----- INFORMATION GIVEN

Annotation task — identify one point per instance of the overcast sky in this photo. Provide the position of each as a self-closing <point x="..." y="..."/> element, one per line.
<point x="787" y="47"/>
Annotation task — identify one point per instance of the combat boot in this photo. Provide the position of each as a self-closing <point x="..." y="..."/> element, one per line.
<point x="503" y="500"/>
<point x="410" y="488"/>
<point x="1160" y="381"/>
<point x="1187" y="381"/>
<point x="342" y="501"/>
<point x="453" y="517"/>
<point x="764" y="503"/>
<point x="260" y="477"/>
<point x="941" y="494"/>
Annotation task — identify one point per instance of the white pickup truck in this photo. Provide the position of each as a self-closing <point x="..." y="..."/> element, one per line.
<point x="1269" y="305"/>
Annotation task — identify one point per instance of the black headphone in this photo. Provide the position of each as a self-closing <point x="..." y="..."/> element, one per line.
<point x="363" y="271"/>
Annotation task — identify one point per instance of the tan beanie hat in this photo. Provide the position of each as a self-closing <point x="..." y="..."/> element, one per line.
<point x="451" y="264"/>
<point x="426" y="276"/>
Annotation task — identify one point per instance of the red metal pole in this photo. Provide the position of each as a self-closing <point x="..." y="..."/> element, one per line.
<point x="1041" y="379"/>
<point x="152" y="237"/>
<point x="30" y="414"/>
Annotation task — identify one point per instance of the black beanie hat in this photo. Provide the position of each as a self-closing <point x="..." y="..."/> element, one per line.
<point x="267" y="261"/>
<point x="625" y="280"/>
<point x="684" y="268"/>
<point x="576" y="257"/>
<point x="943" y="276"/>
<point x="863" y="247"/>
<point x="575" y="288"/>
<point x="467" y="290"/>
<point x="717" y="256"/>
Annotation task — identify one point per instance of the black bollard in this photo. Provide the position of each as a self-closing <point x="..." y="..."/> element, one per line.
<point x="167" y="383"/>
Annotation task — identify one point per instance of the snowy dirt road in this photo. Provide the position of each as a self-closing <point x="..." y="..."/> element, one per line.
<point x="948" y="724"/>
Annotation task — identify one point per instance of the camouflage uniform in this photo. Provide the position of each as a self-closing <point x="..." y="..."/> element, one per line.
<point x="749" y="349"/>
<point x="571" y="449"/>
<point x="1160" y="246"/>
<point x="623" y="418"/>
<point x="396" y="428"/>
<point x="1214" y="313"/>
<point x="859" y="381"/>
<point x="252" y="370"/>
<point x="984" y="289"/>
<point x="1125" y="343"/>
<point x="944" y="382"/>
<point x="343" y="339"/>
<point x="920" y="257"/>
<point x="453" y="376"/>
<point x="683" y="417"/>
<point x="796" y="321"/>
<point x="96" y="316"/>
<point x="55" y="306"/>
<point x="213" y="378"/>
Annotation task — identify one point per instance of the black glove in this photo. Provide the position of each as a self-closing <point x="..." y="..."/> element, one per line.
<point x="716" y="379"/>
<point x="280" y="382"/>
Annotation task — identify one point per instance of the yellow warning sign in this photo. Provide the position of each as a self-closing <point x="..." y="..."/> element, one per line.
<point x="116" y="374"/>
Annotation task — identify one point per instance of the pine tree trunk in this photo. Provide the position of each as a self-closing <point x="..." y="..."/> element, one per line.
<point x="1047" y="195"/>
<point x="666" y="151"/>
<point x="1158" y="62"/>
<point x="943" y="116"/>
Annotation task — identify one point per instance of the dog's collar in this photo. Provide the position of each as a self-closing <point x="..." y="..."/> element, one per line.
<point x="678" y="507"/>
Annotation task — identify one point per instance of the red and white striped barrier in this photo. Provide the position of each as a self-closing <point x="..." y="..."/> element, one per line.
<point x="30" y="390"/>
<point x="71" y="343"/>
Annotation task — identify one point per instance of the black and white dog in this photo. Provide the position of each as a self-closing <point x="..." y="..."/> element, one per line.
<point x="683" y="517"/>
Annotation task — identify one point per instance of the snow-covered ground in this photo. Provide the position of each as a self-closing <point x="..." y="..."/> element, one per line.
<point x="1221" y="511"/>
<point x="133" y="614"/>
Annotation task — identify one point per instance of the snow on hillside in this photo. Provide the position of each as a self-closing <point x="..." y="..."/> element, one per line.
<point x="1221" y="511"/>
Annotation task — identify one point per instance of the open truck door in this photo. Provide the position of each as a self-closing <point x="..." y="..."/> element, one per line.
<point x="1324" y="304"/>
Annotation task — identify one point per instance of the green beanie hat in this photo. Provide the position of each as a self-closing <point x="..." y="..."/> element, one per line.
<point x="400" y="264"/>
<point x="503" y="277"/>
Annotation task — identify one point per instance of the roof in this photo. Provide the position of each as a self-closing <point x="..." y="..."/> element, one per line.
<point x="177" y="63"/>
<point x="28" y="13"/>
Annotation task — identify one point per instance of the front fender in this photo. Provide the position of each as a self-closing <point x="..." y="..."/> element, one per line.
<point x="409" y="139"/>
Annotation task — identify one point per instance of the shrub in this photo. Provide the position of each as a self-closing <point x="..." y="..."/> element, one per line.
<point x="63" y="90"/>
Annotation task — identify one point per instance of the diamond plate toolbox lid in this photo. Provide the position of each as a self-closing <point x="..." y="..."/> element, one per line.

----------

| ACTIVITY |
Return all entries exactly.

| EXPECTED ANSWER |
Annotation task — identify one point per instance of the overcast sky in this photo. Provide the position of each as a self-closing <point x="..." y="..."/> element, one per line.
<point x="787" y="47"/>
Annotation task — identify one point per instance of the combat boot in this photo. Provide the position of each as a self-closing <point x="..." y="..."/> element, one per line.
<point x="503" y="500"/>
<point x="410" y="488"/>
<point x="1160" y="381"/>
<point x="1187" y="381"/>
<point x="342" y="501"/>
<point x="453" y="517"/>
<point x="764" y="503"/>
<point x="260" y="477"/>
<point x="941" y="494"/>
Annotation task — identify one point per instance of the white pickup truck in this photo. Provide the position of each as a self-closing <point x="..." y="..."/> element, one per line.
<point x="1269" y="305"/>
Annotation task — identify one point per instance of the black headphone in this photo. Provide the position of each as a self-closing <point x="..." y="..."/> element, one per line.
<point x="363" y="271"/>
Annotation task — identify one point per instance of the tan beanie hat in this photo. Provide the position of each as a self-closing <point x="..." y="..."/> element, one per line.
<point x="451" y="264"/>
<point x="426" y="276"/>
Annotation task — identify one point per instance of the red metal pole in this photo. Provide the position of each as a self-closing <point x="..." y="..."/> element, one per line.
<point x="1041" y="379"/>
<point x="152" y="237"/>
<point x="30" y="414"/>
Annotation task — identify one point per instance of the black beanie hat in this photo. Provide the position of each as a self-closing <point x="..." y="..."/> element, one per line.
<point x="267" y="261"/>
<point x="625" y="280"/>
<point x="684" y="268"/>
<point x="576" y="257"/>
<point x="943" y="276"/>
<point x="863" y="247"/>
<point x="575" y="288"/>
<point x="467" y="290"/>
<point x="717" y="256"/>
Annotation task — identify one point per instance of the black bollard in this photo. Provide the position of each as a self-closing <point x="..." y="..."/> element, one per line.
<point x="167" y="383"/>
Annotation task — identify one point per instance of the snowy dirt road in this photo. Provide the position of each as a self-closing <point x="..." y="..."/> element, one per line.
<point x="948" y="724"/>
Annotation task — identify one point per instance of the camouflage uniform in this photo. Provide the position of each as a self-closing <point x="..." y="..."/> element, one per line.
<point x="749" y="349"/>
<point x="571" y="449"/>
<point x="1160" y="246"/>
<point x="623" y="418"/>
<point x="396" y="428"/>
<point x="1214" y="313"/>
<point x="859" y="381"/>
<point x="252" y="370"/>
<point x="984" y="289"/>
<point x="1125" y="343"/>
<point x="944" y="382"/>
<point x="343" y="339"/>
<point x="920" y="257"/>
<point x="453" y="376"/>
<point x="683" y="417"/>
<point x="796" y="321"/>
<point x="96" y="316"/>
<point x="55" y="306"/>
<point x="213" y="378"/>
Annotation task — identify one point per instance of the black glove in this photo. Provide the position of each as a self-closing <point x="..." y="..."/> element, one per line.
<point x="716" y="379"/>
<point x="280" y="382"/>
Annotation task — identify one point per instance of the yellow warning sign in this photo. Provide the position of each as a self-closing <point x="..." y="..."/> element, one per line.
<point x="116" y="374"/>
Annotation task — identify one point per instance of the pine tree trunk in this photo. Provide the position of each as a self-closing <point x="..." y="..."/> element, one per line.
<point x="1047" y="195"/>
<point x="666" y="151"/>
<point x="1158" y="62"/>
<point x="943" y="116"/>
Annotation task — identify one point per instance of the dog's collar in this photo. Provide the position of each as a self-closing <point x="..." y="..."/> element, one per line.
<point x="678" y="507"/>
Annotation task — identify one point per instance of the red and white striped barrier in this photo. Provide the position of each as a self-closing <point x="..." y="..."/> element, one per line.
<point x="30" y="390"/>
<point x="71" y="343"/>
Annotation task — identify one point per instance of the black and white dog in this photo. Provide the position of each as a self-closing <point x="..." y="..."/> element, one per line.
<point x="683" y="517"/>
Annotation task — identify one point per instance of the snow-covered ground in this photo. Provide the position of each as a self-closing <point x="..." y="..."/> element, one per line.
<point x="1221" y="511"/>
<point x="133" y="614"/>
Annotation task — identify one point per instance of the snow on hillside in this photo. Provide the position of each as a self-closing <point x="..." y="..."/> element, one per line.
<point x="1221" y="511"/>
Annotation task — identify one point per instance of the open truck door in this photo. Provide the position of each as a self-closing <point x="..." y="..."/> element, one per line.
<point x="1324" y="304"/>
Annotation task — identify one point per instance of the green beanie hat in this photo. Provide the position of each as a self-closing <point x="..." y="..."/> element, one per line.
<point x="400" y="264"/>
<point x="503" y="277"/>
Annotation task — identify one point per instance of the roof in this photo. Provide the position of each as a self-closing <point x="..." y="..."/> element, one per line.
<point x="177" y="63"/>
<point x="28" y="13"/>
Annotation task — identify one point per instance of the front fender in this photo. Provide the position of each as a self-closing <point x="..." y="..."/> element, one per line.
<point x="409" y="139"/>
Annotation task — identify one point per instance of the shrub in this photo. Provide the position of each as a self-closing <point x="..." y="..."/> element, one per line.
<point x="63" y="90"/>
Annotation task — identify one point per instance of the diamond plate toolbox lid in this photo. Provide the position of each as a self-closing <point x="..." y="..."/> element, one per line.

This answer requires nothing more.